━━━ THE DATA
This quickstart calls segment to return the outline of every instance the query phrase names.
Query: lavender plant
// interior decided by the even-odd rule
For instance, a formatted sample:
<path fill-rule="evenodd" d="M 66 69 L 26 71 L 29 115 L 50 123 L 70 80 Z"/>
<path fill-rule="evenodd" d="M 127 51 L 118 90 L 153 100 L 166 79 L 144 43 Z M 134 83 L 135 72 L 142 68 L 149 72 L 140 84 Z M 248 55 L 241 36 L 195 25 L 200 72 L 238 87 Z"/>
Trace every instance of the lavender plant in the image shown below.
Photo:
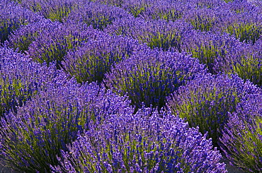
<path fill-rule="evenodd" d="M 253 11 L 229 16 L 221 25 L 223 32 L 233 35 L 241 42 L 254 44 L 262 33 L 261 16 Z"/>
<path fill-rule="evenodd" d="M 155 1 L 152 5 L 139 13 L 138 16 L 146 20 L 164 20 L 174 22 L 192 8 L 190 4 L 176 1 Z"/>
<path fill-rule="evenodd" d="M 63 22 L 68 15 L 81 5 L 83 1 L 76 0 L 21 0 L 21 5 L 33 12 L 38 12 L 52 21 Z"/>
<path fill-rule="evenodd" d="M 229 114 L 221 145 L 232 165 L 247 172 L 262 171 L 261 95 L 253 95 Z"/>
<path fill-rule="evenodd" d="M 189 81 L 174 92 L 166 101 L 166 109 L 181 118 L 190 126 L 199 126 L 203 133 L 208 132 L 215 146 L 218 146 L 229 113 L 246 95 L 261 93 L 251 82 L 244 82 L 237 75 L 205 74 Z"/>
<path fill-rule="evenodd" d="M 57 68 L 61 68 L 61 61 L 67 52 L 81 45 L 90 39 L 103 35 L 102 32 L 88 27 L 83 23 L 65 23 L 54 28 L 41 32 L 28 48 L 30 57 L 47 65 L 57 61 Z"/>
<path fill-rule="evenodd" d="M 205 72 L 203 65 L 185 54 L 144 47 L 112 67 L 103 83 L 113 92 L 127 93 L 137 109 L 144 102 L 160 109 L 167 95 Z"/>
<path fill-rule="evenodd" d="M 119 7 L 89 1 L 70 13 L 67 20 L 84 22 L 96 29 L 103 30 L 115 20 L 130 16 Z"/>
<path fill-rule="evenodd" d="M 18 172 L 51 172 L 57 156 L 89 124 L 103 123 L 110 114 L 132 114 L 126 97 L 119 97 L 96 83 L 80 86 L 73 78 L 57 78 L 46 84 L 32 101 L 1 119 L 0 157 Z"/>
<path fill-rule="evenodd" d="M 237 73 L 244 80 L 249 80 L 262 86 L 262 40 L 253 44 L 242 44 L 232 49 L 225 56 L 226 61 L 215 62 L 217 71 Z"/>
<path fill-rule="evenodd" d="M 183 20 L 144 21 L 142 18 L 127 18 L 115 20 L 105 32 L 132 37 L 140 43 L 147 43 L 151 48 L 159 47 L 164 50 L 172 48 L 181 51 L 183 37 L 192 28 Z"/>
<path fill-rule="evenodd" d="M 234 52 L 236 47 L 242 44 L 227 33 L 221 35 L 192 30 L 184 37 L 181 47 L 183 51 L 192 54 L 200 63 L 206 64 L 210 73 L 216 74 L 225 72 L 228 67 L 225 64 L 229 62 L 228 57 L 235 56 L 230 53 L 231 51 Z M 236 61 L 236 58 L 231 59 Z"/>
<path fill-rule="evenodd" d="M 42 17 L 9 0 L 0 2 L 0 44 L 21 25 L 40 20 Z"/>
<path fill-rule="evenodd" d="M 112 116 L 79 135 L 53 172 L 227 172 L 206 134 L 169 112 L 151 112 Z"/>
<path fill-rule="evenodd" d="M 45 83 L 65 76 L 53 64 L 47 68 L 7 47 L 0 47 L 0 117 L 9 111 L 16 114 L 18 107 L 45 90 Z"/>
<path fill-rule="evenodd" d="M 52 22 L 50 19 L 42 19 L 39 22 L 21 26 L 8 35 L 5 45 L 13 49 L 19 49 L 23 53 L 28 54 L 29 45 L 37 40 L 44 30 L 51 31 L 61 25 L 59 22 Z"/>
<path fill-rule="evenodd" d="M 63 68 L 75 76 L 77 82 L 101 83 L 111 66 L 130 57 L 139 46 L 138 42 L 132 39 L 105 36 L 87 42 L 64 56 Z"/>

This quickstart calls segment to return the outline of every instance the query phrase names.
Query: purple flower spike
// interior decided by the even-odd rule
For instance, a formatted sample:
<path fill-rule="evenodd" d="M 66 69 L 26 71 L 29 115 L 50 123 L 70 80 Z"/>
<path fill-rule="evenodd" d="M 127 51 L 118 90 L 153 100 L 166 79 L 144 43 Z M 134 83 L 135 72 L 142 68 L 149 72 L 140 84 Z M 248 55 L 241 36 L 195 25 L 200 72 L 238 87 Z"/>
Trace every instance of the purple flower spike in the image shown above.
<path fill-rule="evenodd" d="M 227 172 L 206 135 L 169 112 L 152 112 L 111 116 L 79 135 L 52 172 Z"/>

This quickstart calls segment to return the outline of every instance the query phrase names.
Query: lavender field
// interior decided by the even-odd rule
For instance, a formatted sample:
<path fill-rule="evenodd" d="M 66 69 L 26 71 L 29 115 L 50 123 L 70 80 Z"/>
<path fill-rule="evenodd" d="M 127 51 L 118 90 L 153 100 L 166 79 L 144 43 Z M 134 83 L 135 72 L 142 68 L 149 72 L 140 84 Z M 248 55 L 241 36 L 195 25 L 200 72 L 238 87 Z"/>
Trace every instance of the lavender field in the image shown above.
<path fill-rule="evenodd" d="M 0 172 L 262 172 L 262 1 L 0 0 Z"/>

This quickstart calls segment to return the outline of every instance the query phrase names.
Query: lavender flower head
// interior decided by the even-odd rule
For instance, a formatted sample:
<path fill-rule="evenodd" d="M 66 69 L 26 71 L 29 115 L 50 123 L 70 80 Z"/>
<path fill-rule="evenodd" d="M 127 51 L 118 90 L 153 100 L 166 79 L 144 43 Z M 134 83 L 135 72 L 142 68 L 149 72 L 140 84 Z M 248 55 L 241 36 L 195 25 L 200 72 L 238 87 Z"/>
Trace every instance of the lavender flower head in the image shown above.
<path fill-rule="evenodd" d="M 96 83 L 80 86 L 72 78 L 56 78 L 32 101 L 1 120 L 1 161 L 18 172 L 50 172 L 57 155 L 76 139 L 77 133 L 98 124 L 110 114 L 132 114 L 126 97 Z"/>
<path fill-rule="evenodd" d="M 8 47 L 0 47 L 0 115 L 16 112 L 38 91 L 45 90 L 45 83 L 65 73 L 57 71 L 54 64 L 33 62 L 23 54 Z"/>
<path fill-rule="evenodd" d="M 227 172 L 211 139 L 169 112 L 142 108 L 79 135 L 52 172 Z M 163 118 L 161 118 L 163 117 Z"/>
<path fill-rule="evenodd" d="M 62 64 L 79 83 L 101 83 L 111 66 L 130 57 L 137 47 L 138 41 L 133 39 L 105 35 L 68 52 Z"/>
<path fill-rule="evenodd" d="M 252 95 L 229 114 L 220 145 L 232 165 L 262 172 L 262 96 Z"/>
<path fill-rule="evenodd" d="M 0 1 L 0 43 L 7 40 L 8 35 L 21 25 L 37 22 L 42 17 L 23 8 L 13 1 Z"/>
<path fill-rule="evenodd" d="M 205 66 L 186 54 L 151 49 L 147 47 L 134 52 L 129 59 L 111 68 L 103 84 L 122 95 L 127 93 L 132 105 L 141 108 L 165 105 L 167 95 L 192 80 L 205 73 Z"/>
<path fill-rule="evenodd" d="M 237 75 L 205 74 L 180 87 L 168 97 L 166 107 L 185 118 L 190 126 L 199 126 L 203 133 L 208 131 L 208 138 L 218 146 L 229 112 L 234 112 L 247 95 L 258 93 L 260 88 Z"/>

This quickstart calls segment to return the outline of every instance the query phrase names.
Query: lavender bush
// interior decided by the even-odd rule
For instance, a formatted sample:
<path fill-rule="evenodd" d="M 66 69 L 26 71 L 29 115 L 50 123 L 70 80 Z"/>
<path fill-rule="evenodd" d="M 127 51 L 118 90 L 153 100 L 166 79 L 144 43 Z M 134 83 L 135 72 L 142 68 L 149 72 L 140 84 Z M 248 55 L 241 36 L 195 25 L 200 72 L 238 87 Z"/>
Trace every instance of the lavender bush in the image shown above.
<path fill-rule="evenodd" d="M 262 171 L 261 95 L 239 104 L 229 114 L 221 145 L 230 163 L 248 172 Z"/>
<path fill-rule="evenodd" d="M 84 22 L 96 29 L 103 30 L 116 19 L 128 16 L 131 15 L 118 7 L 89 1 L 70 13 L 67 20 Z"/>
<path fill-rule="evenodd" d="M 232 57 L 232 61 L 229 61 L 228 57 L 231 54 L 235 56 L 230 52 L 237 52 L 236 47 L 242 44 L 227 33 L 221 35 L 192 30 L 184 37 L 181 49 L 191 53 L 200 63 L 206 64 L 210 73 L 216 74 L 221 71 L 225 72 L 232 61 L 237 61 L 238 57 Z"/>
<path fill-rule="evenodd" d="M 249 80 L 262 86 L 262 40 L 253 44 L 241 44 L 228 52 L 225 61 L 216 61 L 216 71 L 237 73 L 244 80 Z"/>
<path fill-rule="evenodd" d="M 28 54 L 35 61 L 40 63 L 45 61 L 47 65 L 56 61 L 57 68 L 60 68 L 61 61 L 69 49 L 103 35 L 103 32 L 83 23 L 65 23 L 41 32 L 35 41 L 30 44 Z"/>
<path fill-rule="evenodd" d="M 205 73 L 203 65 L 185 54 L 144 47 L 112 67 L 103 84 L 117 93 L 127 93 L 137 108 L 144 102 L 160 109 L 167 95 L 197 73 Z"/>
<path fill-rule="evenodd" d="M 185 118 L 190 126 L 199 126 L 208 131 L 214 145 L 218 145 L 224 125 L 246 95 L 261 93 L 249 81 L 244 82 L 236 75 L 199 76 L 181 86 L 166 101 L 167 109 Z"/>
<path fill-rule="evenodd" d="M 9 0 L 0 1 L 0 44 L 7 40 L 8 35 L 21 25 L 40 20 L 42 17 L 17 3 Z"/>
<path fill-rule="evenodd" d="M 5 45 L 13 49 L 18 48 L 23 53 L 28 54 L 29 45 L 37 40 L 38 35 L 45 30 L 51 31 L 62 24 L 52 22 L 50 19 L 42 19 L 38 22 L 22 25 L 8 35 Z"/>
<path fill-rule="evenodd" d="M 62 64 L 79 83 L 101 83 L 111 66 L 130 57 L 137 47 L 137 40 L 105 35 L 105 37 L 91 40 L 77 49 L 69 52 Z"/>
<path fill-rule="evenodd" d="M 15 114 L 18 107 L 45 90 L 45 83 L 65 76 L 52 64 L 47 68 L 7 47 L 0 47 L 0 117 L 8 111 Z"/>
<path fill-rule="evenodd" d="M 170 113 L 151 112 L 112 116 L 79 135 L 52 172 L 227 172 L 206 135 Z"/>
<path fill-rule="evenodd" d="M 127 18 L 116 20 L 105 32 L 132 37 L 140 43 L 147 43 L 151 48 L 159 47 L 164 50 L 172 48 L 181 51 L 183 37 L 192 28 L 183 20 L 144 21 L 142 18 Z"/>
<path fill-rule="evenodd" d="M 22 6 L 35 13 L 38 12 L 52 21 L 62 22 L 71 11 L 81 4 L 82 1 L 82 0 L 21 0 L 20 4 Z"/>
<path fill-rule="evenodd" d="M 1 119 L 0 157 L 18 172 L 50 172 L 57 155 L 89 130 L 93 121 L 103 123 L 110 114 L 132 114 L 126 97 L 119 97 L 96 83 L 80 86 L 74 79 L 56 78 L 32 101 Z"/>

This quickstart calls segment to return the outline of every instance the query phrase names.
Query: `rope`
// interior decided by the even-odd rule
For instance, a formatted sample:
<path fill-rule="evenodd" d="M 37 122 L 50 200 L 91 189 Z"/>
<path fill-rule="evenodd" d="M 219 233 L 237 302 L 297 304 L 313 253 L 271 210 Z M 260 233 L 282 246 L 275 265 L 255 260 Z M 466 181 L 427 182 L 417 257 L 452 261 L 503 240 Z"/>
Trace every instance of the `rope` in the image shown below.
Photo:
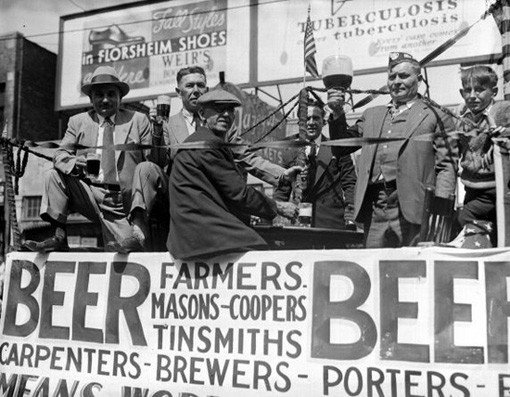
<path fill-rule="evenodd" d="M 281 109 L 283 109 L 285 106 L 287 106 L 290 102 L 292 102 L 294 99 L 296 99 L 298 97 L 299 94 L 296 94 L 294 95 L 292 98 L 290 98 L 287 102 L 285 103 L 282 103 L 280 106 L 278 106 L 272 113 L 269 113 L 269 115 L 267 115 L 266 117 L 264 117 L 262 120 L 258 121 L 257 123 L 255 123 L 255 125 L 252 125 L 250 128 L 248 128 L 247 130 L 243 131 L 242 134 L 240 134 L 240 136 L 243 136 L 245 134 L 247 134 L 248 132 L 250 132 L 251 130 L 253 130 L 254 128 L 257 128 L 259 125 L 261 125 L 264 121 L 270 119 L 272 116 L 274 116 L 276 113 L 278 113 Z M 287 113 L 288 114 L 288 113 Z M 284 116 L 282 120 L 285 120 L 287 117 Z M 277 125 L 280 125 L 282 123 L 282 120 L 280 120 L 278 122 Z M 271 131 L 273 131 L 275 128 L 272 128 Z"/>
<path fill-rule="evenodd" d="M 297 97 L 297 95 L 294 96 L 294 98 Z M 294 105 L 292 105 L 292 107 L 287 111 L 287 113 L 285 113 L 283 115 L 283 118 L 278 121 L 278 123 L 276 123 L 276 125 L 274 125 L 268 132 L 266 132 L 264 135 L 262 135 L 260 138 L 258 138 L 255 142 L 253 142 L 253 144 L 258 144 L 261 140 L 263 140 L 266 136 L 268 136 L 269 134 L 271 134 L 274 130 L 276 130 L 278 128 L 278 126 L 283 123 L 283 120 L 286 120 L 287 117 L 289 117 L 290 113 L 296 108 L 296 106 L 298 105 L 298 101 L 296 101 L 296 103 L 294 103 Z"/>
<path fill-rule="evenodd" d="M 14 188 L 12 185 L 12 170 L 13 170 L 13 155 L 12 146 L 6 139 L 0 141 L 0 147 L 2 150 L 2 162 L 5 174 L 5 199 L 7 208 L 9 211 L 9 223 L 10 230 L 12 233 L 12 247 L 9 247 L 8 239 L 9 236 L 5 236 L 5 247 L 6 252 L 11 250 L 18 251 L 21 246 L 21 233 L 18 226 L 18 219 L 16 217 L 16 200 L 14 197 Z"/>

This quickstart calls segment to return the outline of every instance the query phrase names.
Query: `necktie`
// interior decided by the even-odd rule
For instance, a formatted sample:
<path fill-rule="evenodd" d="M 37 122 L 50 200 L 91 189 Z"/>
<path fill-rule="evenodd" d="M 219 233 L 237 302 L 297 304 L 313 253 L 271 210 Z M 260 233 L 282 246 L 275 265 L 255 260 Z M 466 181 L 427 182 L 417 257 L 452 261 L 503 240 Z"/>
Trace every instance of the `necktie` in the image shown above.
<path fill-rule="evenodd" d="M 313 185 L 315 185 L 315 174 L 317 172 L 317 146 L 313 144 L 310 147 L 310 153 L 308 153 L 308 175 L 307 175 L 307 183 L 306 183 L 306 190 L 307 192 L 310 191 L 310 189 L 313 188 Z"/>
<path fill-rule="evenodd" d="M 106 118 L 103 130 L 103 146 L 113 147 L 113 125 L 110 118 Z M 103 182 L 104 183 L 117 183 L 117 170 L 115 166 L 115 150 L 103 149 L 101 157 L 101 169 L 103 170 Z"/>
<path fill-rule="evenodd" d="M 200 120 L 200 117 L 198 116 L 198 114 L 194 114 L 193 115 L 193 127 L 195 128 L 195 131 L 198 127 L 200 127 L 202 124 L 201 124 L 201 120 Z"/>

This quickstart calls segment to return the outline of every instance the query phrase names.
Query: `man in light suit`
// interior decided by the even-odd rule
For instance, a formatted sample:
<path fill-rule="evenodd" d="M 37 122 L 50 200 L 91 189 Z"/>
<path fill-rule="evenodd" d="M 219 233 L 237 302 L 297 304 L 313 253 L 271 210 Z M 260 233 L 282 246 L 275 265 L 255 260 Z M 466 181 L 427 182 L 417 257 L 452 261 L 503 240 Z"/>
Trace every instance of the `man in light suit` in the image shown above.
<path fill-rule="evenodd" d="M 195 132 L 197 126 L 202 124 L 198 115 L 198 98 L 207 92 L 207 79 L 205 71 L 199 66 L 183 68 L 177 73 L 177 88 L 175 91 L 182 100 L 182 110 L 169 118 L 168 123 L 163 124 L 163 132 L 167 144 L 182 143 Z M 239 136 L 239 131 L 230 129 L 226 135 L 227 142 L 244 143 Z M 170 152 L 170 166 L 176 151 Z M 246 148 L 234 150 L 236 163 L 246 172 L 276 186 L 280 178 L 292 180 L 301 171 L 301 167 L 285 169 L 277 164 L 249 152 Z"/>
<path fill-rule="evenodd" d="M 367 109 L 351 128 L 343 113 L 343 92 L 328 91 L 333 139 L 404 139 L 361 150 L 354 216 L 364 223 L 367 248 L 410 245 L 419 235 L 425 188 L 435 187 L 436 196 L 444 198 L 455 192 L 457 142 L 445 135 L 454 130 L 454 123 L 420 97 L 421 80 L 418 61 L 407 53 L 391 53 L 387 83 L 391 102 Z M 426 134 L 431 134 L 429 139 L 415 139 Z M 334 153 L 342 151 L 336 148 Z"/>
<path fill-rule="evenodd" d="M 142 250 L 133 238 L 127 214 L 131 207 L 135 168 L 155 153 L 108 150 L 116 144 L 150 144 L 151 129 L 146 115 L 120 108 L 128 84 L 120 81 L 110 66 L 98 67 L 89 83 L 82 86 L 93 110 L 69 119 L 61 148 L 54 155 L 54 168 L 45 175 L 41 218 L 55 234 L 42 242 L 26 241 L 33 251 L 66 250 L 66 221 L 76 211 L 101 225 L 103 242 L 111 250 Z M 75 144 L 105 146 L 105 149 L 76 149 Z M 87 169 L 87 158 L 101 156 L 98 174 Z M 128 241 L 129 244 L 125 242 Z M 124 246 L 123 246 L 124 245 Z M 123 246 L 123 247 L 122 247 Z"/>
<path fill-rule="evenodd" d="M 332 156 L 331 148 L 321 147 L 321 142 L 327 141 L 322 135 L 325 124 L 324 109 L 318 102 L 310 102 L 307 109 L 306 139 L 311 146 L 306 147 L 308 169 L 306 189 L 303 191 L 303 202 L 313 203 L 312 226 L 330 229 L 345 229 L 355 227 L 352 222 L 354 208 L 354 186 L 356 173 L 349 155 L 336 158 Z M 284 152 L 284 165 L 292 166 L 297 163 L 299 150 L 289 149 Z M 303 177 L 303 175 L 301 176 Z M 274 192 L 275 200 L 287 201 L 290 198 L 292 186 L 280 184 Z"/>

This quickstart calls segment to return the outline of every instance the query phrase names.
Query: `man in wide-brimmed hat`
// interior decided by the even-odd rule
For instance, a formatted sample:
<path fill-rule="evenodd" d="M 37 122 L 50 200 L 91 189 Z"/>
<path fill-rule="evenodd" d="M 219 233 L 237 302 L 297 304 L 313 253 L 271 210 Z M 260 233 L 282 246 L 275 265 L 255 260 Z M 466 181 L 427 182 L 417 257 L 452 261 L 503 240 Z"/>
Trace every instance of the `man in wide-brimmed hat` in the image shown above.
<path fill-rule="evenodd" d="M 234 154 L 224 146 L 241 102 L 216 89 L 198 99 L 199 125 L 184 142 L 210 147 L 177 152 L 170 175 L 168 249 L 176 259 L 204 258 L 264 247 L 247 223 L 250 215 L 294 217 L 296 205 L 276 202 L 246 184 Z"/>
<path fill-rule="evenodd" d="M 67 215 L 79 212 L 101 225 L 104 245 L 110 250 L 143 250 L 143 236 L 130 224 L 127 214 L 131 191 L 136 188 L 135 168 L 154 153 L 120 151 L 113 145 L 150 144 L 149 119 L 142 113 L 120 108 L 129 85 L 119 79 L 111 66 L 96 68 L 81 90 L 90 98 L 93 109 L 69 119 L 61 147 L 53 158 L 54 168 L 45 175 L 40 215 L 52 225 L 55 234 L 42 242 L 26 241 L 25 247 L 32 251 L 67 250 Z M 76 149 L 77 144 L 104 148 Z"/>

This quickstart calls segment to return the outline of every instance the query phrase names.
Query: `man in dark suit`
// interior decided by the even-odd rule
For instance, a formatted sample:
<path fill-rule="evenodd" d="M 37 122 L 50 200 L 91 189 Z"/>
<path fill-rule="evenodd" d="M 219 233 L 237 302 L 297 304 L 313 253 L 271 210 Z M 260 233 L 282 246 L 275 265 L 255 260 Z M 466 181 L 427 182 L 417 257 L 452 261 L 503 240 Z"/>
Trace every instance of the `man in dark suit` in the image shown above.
━━━━━━
_OBJECTIVE_:
Count the lines of the items above that contain the word "flower", with case counting. Reply with the number only.

_TASK SOLUTION_:
4